- Aim:
With the images removed, repeat the data below exactly.

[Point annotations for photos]

★ ★ ★ ★

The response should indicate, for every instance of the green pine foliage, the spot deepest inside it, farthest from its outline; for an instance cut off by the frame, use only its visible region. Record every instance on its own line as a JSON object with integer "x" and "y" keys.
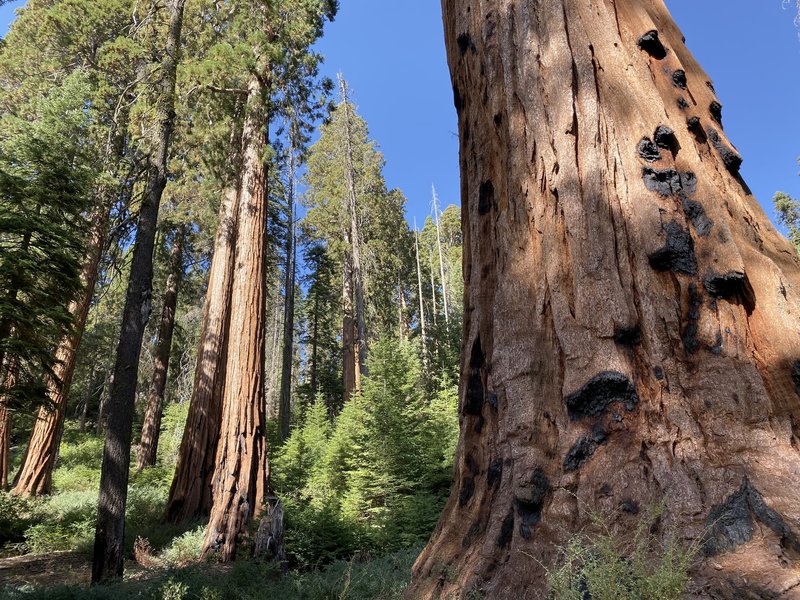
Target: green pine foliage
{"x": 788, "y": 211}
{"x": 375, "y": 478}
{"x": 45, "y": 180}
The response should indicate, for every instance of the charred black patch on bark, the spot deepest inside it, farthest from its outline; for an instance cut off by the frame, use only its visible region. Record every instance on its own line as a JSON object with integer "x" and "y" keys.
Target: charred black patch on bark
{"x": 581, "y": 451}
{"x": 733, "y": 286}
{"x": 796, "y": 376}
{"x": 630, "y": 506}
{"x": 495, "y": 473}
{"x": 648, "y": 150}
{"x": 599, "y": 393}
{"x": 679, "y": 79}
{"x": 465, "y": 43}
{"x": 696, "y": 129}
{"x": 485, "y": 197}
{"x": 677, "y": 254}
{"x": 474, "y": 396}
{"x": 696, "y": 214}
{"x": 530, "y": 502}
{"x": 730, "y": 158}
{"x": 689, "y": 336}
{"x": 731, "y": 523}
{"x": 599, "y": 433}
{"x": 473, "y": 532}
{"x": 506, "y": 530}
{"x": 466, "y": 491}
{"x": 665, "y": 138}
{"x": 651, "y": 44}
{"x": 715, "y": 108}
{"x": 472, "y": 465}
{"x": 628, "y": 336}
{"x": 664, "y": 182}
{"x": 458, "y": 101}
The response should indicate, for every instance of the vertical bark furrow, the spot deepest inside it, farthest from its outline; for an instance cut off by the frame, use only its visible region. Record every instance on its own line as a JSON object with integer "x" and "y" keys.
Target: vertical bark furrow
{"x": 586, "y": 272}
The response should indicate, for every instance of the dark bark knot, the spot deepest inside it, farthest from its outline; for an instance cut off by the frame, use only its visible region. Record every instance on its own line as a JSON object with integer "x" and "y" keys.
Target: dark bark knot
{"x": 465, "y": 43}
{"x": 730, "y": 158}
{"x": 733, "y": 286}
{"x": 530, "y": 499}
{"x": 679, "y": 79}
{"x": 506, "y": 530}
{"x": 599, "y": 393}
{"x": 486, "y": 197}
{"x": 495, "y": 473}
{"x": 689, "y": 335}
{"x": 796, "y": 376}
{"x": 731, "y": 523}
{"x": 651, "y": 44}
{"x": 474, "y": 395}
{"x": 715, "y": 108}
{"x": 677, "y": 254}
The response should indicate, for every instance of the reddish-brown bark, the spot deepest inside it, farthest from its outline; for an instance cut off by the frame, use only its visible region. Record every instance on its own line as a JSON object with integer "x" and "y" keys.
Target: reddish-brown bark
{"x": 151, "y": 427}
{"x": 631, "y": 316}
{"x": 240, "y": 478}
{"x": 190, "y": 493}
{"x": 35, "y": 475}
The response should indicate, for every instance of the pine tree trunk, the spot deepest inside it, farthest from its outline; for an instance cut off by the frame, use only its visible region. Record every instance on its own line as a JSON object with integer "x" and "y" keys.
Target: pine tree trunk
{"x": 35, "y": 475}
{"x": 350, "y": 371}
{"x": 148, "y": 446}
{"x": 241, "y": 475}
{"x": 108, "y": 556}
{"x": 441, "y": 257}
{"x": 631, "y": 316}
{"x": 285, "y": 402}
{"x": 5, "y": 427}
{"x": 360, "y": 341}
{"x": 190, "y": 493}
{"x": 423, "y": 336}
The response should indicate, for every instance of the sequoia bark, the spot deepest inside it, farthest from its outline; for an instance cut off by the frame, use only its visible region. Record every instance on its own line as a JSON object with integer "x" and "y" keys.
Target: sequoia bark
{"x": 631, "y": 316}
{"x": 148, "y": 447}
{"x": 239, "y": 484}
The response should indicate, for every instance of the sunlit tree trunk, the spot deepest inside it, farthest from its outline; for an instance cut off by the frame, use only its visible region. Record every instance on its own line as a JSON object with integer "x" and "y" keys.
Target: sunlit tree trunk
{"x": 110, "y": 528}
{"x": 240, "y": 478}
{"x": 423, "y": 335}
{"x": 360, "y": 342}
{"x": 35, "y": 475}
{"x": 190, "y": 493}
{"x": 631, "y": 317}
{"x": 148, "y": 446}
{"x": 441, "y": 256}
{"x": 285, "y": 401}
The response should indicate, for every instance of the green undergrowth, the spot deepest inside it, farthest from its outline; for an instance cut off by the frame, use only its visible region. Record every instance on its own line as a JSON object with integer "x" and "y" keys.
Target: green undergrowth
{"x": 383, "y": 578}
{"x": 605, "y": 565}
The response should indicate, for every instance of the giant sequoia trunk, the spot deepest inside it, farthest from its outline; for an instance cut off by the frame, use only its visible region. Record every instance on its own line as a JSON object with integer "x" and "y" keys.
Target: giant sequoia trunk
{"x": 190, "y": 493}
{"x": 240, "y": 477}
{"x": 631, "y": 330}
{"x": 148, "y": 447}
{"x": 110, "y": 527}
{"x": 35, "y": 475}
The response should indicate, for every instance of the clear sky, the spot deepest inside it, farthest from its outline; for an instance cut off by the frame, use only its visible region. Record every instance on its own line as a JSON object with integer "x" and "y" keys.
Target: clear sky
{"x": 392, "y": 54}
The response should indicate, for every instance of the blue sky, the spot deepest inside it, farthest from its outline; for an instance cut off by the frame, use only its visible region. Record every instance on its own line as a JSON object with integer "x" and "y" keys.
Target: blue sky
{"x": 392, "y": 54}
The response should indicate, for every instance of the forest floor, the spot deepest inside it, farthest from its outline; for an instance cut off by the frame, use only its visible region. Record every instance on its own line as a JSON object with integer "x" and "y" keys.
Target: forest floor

★ ★ ★ ★

- Completed task:
The response should indicate, for every instance of the green pine foliage, the spot deepest inside it, farthest from its outline; for an instance cut off by the frame, use only its visible region. Record every instance on its own line as a JSON object with integer "x" and "y" keys.
Target: green pine foliage
{"x": 788, "y": 211}
{"x": 375, "y": 478}
{"x": 45, "y": 180}
The response should indicate, for every instance of the charred black patch on bark, the spot deepest inside it, farthest from its outline; for an instance cut off by the frame, use only its visible region. Record every instance on its own line as a JSON object with integer "x" and "y" keys.
Target: charred black patch on bark
{"x": 581, "y": 451}
{"x": 733, "y": 286}
{"x": 796, "y": 376}
{"x": 630, "y": 506}
{"x": 495, "y": 473}
{"x": 648, "y": 150}
{"x": 599, "y": 393}
{"x": 679, "y": 79}
{"x": 465, "y": 43}
{"x": 696, "y": 129}
{"x": 485, "y": 197}
{"x": 677, "y": 254}
{"x": 474, "y": 396}
{"x": 696, "y": 214}
{"x": 530, "y": 502}
{"x": 730, "y": 158}
{"x": 689, "y": 336}
{"x": 731, "y": 523}
{"x": 599, "y": 433}
{"x": 473, "y": 532}
{"x": 506, "y": 530}
{"x": 466, "y": 491}
{"x": 665, "y": 138}
{"x": 651, "y": 44}
{"x": 715, "y": 108}
{"x": 472, "y": 465}
{"x": 628, "y": 336}
{"x": 664, "y": 182}
{"x": 458, "y": 101}
The response should indicate, for every instance of the vertical bark furrow, the spot deepest inside it, farthest from its outline; for an instance cut off by the frame, use only its visible region. Record every instance on its own line as a JSON object with integer "x" and "y" keys.
Target: vertical bark furrow
{"x": 586, "y": 272}
The response should indicate, for every instance of the dark bark knot, the spot deepest inside it, farthest from its outline; for an instance cut off by the frame, use only its visible region. Record every instance on its own line as a JSON object with integer "x" and "y" keys.
Target: dark bark knot
{"x": 465, "y": 43}
{"x": 730, "y": 158}
{"x": 733, "y": 286}
{"x": 530, "y": 499}
{"x": 679, "y": 79}
{"x": 506, "y": 530}
{"x": 599, "y": 393}
{"x": 486, "y": 197}
{"x": 495, "y": 473}
{"x": 689, "y": 335}
{"x": 796, "y": 376}
{"x": 731, "y": 523}
{"x": 651, "y": 44}
{"x": 474, "y": 395}
{"x": 715, "y": 108}
{"x": 677, "y": 254}
The response should indicate, for every instance of the reddish-brown bark, the spot deepest inside it, farthest from its outline; for an instance cut off by the frame, use only its visible region. Record every instance on its own line as a JSON object with integer "x" and "y" keys.
Target: reddish-brown bark
{"x": 151, "y": 427}
{"x": 631, "y": 316}
{"x": 240, "y": 478}
{"x": 190, "y": 493}
{"x": 35, "y": 475}
The response should indicate, for every instance of the pine tree trunk, the spot deepest inside it, farthest from its outline; for an instance cut off by the frame, use only its visible region. Record every instance on its own line as a JSON object with integer "x" and "y" keys.
Target: pine tree trunk
{"x": 35, "y": 475}
{"x": 350, "y": 371}
{"x": 148, "y": 446}
{"x": 241, "y": 475}
{"x": 108, "y": 556}
{"x": 441, "y": 257}
{"x": 631, "y": 316}
{"x": 285, "y": 402}
{"x": 5, "y": 427}
{"x": 360, "y": 341}
{"x": 190, "y": 493}
{"x": 423, "y": 336}
The response should indicate, for every instance of the sequoia bark, the spot deepest inside it, farthest from its outline; for an instance cut off by the frame, use only its visible region. Record every instance on its own line as a JSON object with integer "x" and "y" keys.
Target: sequoia bark
{"x": 631, "y": 316}
{"x": 148, "y": 447}
{"x": 239, "y": 484}
The response should indicate, for every instance of the sunlit tree trunk, the spot deepest inside it, farthest from its outline; for an instance cut off by the frame, use only its visible region. Record every instance on its own line as a JSON object with integer "x" and "y" keys.
Target: sunlit tree trunk
{"x": 110, "y": 528}
{"x": 240, "y": 478}
{"x": 423, "y": 335}
{"x": 360, "y": 342}
{"x": 35, "y": 475}
{"x": 190, "y": 493}
{"x": 631, "y": 317}
{"x": 148, "y": 446}
{"x": 441, "y": 256}
{"x": 285, "y": 401}
The response should indicate, for every instance of the green undergrowth, the spot deepest inside it, farthest from its outline; for an instance cut off by the frame, use only its visible region. Record every instance on its own line as a JSON object with integer "x" and "y" keys.
Target: green undergrowth
{"x": 383, "y": 578}
{"x": 605, "y": 565}
The response should indicate, for every instance of the giant sequoia trunk, the spot deepest inside it, farthest from its outline; for an instance cut off by the frame, use only its visible region. Record every instance on its own line as a JSON object with integer "x" and "y" keys.
Target: giant sequoia trunk
{"x": 190, "y": 493}
{"x": 240, "y": 477}
{"x": 631, "y": 330}
{"x": 148, "y": 447}
{"x": 110, "y": 527}
{"x": 35, "y": 475}
The response should indicate, for every instance of the clear sky, the spot deepest inside it, farthest from its outline; for an instance cut off by the frame, use only its visible region. Record every instance on its own line as a JSON object with integer "x" and "y" keys.
Target: clear sky
{"x": 392, "y": 54}
The response should indicate, for every instance of the blue sky, the spot deepest inside it, farthest from its outline; for an instance cut off by the frame, use only its visible region. Record every instance on its own line as a JSON object with integer "x" and "y" keys.
Target: blue sky
{"x": 392, "y": 54}
The response should indicate, for every instance of the forest floor, the spot deepest inside it, farthest from its outline; for an instance cut off by the frame, use only its visible region. Record every instance on its own line as a JSON object with integer "x" and "y" keys.
Target: forest floor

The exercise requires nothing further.